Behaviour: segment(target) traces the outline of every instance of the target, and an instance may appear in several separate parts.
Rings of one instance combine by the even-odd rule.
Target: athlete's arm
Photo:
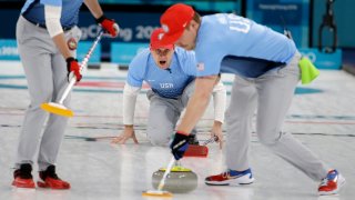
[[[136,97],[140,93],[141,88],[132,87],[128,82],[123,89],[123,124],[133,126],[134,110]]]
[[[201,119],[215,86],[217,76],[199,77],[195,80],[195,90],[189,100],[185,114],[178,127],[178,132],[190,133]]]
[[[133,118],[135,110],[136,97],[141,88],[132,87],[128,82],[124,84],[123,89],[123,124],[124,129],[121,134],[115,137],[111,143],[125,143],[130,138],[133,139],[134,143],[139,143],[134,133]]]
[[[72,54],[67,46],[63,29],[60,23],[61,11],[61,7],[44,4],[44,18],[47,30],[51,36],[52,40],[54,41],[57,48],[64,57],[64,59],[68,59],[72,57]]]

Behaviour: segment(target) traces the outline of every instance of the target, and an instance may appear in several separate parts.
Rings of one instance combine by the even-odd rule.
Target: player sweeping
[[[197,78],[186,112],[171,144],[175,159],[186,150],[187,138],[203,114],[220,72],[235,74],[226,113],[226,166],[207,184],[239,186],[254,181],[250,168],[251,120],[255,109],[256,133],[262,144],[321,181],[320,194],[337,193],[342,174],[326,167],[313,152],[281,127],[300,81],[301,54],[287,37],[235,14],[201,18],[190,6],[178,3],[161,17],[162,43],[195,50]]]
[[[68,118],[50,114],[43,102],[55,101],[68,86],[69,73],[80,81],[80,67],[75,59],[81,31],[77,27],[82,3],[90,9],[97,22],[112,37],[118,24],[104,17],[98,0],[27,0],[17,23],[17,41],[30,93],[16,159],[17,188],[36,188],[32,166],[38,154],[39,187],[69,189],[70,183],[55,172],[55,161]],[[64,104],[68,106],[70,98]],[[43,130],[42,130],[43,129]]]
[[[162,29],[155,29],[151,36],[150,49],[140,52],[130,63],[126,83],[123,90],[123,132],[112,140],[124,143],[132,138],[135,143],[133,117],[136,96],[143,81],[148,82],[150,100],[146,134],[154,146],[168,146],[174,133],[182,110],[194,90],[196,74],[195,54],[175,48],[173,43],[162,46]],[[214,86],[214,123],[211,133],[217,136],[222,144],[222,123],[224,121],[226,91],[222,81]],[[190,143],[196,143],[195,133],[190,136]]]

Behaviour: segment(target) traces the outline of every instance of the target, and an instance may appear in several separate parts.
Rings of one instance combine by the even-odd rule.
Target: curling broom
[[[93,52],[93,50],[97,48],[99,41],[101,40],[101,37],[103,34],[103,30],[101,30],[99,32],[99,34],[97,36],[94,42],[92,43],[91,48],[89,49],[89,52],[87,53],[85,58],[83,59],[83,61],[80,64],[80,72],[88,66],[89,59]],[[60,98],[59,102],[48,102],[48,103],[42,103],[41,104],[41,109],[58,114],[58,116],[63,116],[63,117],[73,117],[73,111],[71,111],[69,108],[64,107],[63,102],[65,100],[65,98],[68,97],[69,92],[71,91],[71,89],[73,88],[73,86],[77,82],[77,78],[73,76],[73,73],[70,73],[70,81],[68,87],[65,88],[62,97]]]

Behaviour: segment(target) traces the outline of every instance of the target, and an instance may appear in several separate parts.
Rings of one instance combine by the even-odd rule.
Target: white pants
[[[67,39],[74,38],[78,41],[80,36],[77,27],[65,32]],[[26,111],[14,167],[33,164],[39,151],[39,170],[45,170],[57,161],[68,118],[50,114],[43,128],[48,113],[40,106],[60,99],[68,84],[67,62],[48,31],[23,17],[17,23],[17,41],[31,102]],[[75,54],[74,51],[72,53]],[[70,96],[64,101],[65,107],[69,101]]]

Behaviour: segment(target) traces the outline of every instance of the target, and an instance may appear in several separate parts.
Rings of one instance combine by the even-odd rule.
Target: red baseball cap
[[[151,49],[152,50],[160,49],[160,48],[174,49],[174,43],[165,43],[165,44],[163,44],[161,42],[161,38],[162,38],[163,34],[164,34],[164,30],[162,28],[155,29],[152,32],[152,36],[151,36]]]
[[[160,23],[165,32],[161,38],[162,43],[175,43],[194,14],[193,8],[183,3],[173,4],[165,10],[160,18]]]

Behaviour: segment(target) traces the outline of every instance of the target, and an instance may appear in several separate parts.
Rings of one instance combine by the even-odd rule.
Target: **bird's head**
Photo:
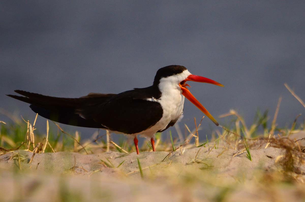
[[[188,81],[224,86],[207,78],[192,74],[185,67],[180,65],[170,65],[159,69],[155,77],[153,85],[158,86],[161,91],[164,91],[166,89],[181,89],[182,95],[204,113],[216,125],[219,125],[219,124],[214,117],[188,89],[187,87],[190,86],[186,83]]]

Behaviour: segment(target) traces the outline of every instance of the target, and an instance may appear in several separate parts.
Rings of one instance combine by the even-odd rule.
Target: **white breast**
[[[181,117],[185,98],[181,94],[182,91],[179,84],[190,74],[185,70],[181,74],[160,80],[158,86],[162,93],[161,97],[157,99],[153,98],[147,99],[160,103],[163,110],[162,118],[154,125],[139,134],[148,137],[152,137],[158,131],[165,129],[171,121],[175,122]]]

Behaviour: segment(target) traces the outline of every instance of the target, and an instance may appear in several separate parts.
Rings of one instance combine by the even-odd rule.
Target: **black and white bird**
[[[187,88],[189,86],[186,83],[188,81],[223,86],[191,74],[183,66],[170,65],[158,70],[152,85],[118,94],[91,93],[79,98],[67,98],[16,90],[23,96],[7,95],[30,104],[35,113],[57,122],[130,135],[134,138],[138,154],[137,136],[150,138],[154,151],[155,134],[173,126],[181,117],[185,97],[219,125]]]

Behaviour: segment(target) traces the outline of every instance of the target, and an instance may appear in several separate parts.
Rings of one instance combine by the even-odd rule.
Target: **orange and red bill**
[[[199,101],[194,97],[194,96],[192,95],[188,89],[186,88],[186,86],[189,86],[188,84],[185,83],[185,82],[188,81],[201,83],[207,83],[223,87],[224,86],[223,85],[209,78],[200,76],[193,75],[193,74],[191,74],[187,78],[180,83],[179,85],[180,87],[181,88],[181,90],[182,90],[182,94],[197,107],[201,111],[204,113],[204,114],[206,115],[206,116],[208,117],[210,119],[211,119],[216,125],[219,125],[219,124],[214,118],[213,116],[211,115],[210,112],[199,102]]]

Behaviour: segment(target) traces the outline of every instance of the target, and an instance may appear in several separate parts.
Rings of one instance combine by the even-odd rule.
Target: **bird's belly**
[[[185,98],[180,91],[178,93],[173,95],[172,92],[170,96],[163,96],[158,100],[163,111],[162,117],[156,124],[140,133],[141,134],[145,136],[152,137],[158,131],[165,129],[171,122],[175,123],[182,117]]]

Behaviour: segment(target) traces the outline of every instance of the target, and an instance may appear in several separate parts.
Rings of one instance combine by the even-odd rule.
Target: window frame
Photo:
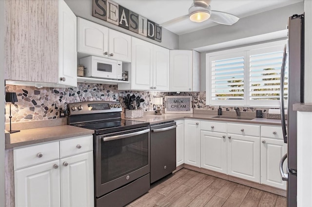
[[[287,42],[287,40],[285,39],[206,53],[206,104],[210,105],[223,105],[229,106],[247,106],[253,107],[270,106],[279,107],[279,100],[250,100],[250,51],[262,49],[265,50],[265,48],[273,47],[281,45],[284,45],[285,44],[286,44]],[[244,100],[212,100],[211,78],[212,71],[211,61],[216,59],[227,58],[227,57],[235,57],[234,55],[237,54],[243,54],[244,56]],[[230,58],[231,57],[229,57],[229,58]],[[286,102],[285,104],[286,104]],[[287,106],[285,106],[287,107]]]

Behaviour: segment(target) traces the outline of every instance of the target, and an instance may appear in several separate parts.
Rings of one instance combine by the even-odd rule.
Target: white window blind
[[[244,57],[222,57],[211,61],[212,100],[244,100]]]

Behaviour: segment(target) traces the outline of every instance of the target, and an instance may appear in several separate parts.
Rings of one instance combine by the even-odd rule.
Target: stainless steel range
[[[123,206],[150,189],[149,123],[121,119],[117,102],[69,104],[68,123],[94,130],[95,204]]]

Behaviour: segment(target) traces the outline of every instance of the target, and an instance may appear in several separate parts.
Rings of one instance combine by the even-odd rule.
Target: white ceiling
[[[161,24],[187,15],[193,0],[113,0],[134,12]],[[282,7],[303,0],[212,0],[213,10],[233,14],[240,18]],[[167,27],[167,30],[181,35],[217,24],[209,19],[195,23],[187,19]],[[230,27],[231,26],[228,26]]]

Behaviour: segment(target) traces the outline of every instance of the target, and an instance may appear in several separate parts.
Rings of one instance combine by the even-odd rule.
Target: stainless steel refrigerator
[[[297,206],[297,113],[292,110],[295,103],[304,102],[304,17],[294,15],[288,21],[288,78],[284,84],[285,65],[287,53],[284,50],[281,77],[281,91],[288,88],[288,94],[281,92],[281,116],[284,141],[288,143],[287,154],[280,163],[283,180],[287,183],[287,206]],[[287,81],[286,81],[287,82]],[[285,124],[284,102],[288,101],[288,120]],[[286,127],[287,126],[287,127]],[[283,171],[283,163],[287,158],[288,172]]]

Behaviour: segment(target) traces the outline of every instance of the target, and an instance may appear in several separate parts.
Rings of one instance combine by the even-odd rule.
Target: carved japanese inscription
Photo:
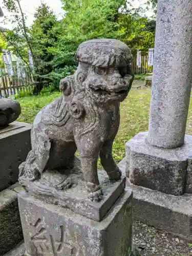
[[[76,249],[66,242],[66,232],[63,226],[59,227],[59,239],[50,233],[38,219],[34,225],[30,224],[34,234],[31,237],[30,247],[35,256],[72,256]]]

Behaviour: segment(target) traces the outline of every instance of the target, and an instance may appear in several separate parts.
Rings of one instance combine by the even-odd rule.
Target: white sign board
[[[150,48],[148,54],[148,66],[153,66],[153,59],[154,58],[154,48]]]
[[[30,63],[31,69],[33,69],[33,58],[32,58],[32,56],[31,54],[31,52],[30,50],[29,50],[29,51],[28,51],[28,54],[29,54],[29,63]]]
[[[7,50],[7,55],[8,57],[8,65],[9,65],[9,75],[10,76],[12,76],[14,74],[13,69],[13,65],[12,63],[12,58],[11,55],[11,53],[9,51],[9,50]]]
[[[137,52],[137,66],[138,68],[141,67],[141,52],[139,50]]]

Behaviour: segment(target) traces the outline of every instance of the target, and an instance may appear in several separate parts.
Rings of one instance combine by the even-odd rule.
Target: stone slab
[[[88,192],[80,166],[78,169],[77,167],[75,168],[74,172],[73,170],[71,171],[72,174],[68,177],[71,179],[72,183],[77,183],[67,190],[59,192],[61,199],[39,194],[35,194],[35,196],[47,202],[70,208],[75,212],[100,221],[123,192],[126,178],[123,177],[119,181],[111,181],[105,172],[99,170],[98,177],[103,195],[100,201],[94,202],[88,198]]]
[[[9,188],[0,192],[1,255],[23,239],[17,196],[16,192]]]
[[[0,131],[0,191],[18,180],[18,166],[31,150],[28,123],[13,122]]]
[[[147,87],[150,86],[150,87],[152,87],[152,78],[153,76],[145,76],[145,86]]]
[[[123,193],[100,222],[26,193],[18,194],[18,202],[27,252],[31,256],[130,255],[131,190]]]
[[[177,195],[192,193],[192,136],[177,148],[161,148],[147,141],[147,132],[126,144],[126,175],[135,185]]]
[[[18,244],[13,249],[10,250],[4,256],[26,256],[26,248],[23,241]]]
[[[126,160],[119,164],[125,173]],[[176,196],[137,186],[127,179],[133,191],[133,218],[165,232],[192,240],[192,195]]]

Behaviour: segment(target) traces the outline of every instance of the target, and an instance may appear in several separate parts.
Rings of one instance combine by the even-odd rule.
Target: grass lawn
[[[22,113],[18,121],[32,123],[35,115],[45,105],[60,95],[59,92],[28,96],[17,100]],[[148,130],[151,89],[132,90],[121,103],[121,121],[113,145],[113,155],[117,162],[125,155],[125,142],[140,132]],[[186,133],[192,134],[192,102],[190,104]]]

===============

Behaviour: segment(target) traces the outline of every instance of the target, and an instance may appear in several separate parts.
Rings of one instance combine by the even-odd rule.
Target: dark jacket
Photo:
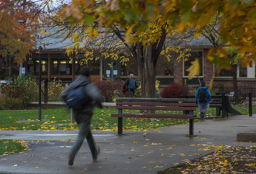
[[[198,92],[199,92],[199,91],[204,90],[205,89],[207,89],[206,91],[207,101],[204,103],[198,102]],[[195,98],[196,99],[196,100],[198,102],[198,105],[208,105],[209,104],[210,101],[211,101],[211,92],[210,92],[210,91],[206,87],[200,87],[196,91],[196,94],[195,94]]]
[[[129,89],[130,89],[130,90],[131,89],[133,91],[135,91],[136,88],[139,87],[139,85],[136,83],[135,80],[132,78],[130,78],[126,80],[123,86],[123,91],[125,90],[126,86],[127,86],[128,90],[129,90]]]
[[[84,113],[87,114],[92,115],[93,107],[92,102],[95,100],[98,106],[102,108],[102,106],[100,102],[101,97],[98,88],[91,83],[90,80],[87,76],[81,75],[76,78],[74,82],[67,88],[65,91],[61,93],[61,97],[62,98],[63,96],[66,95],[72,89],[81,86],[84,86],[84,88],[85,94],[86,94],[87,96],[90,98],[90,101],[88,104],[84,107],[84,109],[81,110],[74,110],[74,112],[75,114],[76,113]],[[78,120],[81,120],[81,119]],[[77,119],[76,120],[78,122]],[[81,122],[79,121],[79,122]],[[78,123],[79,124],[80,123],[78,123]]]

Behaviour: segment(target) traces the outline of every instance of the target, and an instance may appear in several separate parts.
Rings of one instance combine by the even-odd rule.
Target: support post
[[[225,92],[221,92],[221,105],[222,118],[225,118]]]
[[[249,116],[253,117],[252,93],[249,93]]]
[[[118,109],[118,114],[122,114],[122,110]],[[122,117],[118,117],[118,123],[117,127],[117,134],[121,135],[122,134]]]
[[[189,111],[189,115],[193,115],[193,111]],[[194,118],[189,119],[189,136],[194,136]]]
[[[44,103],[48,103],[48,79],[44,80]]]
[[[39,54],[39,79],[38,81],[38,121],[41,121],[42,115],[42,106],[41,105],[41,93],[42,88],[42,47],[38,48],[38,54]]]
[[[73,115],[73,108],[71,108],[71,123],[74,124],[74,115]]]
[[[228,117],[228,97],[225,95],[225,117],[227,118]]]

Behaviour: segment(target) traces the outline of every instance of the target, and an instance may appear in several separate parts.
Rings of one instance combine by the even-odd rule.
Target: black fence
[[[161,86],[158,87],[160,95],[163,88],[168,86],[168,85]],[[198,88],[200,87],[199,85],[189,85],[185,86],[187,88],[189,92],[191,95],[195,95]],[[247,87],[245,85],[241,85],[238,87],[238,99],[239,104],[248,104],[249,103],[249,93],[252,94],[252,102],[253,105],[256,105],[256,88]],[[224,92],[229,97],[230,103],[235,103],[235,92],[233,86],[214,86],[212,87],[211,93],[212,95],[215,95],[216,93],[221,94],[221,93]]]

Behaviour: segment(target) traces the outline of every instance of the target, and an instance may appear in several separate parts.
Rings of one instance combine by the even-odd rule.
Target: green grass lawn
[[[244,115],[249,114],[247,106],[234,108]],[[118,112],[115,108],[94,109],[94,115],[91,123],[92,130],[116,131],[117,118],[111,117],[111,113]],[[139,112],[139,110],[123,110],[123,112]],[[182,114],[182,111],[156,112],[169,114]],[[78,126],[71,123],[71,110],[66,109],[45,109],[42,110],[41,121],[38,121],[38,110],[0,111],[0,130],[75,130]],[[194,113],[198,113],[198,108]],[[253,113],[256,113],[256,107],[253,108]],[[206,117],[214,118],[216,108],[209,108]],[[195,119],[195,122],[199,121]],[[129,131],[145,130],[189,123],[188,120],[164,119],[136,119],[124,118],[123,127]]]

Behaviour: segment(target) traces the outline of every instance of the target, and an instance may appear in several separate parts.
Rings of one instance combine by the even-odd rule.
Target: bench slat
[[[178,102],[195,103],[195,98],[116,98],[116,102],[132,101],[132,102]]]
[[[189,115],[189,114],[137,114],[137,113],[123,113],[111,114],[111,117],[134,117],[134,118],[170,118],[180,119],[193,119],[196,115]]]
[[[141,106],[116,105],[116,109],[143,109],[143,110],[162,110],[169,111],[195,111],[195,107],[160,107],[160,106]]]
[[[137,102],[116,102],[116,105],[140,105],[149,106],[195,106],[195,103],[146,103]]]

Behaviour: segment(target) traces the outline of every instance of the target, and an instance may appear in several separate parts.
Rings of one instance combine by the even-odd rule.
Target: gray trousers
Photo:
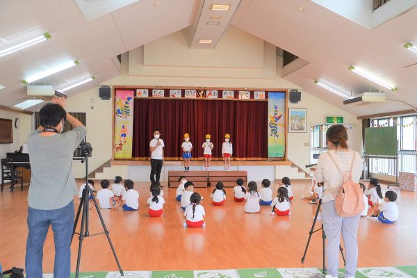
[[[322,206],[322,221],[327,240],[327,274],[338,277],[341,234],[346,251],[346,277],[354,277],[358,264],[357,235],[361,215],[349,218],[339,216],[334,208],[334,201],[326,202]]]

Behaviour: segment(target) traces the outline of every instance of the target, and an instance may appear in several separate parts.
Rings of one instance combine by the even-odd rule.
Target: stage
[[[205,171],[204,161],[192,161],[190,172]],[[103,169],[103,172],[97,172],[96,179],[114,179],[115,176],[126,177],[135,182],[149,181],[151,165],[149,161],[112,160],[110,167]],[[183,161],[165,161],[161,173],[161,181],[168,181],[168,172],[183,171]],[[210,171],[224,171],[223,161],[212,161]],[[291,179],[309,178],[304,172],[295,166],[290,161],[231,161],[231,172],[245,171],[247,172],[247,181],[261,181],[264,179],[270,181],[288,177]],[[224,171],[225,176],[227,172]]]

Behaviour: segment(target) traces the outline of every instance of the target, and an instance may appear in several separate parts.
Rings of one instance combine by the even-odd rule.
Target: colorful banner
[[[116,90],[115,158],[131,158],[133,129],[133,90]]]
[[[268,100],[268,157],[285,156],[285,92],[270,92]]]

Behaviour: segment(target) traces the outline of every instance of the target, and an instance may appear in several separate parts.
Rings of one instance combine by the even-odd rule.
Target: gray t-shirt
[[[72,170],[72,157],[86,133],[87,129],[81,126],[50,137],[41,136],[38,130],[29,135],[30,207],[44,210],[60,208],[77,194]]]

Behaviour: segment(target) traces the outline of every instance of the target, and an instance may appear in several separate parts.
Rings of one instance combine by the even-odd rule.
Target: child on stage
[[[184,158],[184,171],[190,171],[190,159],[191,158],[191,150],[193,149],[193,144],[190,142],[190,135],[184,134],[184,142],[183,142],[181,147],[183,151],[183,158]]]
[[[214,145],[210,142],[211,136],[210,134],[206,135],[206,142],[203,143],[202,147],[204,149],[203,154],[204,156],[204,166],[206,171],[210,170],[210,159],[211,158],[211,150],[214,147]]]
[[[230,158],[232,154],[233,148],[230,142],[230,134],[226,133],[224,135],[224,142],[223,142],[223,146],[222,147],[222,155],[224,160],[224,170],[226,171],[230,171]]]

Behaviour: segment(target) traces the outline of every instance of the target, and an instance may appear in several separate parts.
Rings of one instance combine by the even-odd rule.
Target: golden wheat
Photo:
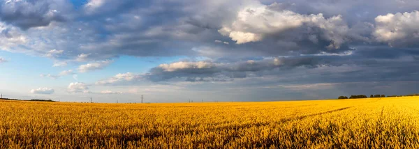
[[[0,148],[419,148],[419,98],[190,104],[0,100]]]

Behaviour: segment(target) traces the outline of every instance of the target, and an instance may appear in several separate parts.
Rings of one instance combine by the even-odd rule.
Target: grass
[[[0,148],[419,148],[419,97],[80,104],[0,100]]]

===============

▶ _STATED GOAL_:
Tally the lines of the records above that contain the word "gray", and give only that number.

▶ _FINISHED TASK_:
2